(What you should do):
Determine the number of lines in the data below that hold "crutch"; give nothing but that number.
((
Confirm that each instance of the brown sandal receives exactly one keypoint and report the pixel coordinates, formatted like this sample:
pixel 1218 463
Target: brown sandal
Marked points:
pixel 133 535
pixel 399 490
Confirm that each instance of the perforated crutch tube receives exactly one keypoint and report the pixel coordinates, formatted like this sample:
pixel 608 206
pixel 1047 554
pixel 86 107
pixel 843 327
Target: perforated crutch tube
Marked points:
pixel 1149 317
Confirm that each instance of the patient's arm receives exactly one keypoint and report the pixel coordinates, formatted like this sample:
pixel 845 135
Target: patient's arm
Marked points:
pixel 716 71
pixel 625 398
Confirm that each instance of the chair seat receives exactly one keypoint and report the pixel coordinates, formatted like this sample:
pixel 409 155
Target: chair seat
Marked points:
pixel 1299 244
))
(Exercise result):
2